** START OF Supplied entries **

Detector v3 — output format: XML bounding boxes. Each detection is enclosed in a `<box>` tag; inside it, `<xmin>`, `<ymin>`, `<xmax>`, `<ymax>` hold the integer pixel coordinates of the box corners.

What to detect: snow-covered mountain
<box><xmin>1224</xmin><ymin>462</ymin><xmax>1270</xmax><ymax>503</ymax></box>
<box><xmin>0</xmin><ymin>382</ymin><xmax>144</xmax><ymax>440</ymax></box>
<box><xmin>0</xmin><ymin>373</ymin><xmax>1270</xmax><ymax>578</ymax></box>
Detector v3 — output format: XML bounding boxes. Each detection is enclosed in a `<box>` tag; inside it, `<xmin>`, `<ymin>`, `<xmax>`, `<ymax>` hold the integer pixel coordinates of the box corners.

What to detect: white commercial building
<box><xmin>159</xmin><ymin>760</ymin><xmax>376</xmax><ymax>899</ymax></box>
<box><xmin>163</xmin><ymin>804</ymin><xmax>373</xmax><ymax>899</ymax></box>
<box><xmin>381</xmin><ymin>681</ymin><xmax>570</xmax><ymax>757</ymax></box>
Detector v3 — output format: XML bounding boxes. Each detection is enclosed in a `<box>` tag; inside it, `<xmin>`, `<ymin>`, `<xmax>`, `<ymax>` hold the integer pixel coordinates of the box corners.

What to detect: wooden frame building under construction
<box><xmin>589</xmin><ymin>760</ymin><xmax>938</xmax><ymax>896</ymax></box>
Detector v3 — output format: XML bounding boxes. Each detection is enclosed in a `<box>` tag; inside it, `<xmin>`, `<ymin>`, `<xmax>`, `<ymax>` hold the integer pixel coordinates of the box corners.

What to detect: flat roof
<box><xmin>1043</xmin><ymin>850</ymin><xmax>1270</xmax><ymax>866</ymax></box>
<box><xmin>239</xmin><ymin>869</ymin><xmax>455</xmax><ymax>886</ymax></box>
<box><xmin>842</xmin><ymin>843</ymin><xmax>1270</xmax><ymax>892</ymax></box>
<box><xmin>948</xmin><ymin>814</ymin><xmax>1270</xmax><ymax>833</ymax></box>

** END OF Supplied entries **

__What you should do__:
Quote the listing in full, please, keeping every line exact.

__Result of this exercise__:
Detector v3 — output format: XML bounding boxes. Each detection is enclosed in a `<box>` tag; inside it, `<xmin>`, `<ymin>`, `<xmax>`, `<ymax>` hold the integer pixel coordinates of the box corners.

What to detect: snow-covered mountain
<box><xmin>1224</xmin><ymin>462</ymin><xmax>1270</xmax><ymax>503</ymax></box>
<box><xmin>0</xmin><ymin>382</ymin><xmax>144</xmax><ymax>440</ymax></box>
<box><xmin>0</xmin><ymin>373</ymin><xmax>1270</xmax><ymax>578</ymax></box>
Detector v3 — output format: XML bounding boxes. Each detection is enclosed in a `<box>` tag; inside it, `<xmin>`, `<ymin>`, `<xmax>`, `<ymax>` hold the integer pixel coordinates of the box corners.

What to detect: white commercial building
<box><xmin>159</xmin><ymin>760</ymin><xmax>376</xmax><ymax>899</ymax></box>
<box><xmin>163</xmin><ymin>804</ymin><xmax>373</xmax><ymax>899</ymax></box>
<box><xmin>381</xmin><ymin>681</ymin><xmax>570</xmax><ymax>757</ymax></box>
Detector v3 — output format: XML bounding boxes. Each detection is enclosed in a `<box>` tag; inside it, `<xmin>`, `<ymin>`, `<xmax>`, `<ymax>` hold the integer pixel coordinates of the box corners.

What to detect: wooden frame building under construction
<box><xmin>589</xmin><ymin>760</ymin><xmax>938</xmax><ymax>896</ymax></box>
Detector v3 — output format: XML bounding boxes. Each detection is enclosed in a `<box>` tag; inside it, `<xmin>`, `<ymin>`, `<xmax>`, `<ymax>` hold the integer pixel coordinates of the box corners.

What to detect: flat roof
<box><xmin>1043</xmin><ymin>850</ymin><xmax>1270</xmax><ymax>866</ymax></box>
<box><xmin>239</xmin><ymin>869</ymin><xmax>455</xmax><ymax>886</ymax></box>
<box><xmin>842</xmin><ymin>843</ymin><xmax>1270</xmax><ymax>892</ymax></box>
<box><xmin>948</xmin><ymin>814</ymin><xmax>1270</xmax><ymax>833</ymax></box>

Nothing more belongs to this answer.